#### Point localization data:
========================================================================
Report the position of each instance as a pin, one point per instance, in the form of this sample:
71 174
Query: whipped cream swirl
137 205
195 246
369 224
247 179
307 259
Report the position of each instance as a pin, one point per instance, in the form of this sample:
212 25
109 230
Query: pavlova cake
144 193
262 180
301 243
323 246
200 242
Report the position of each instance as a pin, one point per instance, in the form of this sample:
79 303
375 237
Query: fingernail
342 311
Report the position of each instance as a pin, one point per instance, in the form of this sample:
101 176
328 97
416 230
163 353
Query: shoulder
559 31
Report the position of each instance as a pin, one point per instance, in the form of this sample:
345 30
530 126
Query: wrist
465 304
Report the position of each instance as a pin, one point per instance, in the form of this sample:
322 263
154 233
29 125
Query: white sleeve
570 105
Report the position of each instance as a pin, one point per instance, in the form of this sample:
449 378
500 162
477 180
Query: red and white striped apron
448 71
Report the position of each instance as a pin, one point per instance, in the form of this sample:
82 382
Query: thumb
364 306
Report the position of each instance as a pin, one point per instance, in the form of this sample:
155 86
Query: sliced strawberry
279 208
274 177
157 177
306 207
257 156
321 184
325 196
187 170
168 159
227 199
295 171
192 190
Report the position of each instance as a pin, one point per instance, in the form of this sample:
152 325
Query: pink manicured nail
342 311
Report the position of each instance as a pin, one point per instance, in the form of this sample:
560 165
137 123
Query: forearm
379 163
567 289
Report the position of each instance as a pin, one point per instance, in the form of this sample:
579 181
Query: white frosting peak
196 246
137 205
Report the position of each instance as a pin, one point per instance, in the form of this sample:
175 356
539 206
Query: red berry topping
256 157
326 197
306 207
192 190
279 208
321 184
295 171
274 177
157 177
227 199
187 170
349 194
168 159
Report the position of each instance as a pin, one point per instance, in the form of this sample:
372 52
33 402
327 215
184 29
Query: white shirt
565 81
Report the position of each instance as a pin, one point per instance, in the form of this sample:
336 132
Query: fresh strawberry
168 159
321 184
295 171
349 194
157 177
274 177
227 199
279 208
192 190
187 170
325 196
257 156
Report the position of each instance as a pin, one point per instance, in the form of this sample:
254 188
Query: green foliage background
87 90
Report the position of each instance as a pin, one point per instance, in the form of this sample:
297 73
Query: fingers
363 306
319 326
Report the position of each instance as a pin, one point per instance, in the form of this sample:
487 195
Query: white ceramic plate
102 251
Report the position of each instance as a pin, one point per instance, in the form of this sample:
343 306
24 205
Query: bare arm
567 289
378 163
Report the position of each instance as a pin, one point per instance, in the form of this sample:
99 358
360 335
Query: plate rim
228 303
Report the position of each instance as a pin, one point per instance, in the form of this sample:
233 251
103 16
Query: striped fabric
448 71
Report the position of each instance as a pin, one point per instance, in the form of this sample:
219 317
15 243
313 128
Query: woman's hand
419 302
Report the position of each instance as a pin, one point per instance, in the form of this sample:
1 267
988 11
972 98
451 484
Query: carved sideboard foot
========================================================================
#### What is required:
Return every line above exactly as it stands.

#### Reply to the task:
Report the position of each instance as a pin, one point per instance, in the form of this sample:
71 174
Query: whipped cream swirl
137 205
195 246
369 224
247 179
307 259
Report the position of each instance as a pin, one point per instance, in the form of this sample:
212 25
109 230
Query: pavlova cake
144 193
262 180
301 243
323 246
200 242
Report the position of each instance as a pin, one point per instance, in the form of this sample:
79 303
375 237
Query: fingernail
342 311
Report the position of each instance as a pin, one point per instance, in the form of this sample:
101 176
328 97
416 230
163 353
Query: shoulder
559 31
Report the position of each instance as a pin, one point per instance, in the form of this sample:
345 30
530 126
Query: wrist
465 304
Report the position of each instance as a pin, one point per instance, in the form of this sample:
322 263
154 233
29 125
Query: white sleeve
570 105
Report the position of each instance as a pin, one point per instance, in the form of this sample:
449 378
500 162
477 180
Query: red and white striped apron
448 71
Report the position of each instance as a pin, one point per instance, in the form of this sample:
82 382
Query: thumb
364 306
Report the position of each instance as a pin, one point per instance, in the form of this sample:
155 86
Query: sliced strawberry
279 208
274 177
157 177
306 207
257 156
321 184
325 196
187 170
168 159
227 199
295 171
192 190
Report the position of each instance as a pin, one point per instance, in the form of this sample:
152 325
Query: pink manicured nail
342 311
Report the position of each instance as a pin, one point per instance, in the form of this sample:
560 165
137 123
Query: forearm
379 163
567 289
Report the position of each instance as a pin, one point per instance, in the form of this sample:
579 181
Query: white frosting peak
196 246
137 205
Report the position of each instance as a pin, one point per instance, in the form of this sample:
175 356
539 206
Query: red berry topping
256 157
326 197
306 207
192 190
279 208
321 184
295 171
274 177
157 177
227 199
187 170
349 194
168 159
Report the position of each instance as a pin, one point per instance, in the form of this sample:
372 52
33 402
327 215
184 29
Query: white shirt
565 81
Report the position of each instance as a pin, one point per instance, in the form of this sample:
336 132
Query: fresh strawberry
168 159
321 184
295 171
349 194
157 177
274 177
227 199
279 208
192 190
187 170
325 196
257 156
Report the position of each instance as a pin, one point per instance, in the form of this sample:
254 188
Query: green foliage background
87 90
Report the position of each instance as a pin, one point per instance, in the form of this sample:
297 73
Query: fingers
363 306
319 326
Report the position of each instance as a pin, one point per instance, in the form of this sample:
487 195
Query: white ceramic plate
102 251
Report the position of each instance as a pin, one point per instance, in the form of this sample:
343 306
24 205
Query: bare arm
567 289
378 163
Report the position of each instance as a pin, one point per instance, in the form of this sample:
99 358
360 335
Query: plate rim
228 303
Report the position of each instance as a pin, one point per instance, in the form of this sample:
233 251
103 16
Query: striped fabric
448 71
Report the position of each instance as a pin, one point per instance, in the form of this sample:
219 317
15 243
313 128
Query: woman's hand
419 302
Report the position of each instance as a pin, one point per instance, in the form of this sample:
1 267
988 11
972 98
451 484
Query: carved sideboard foot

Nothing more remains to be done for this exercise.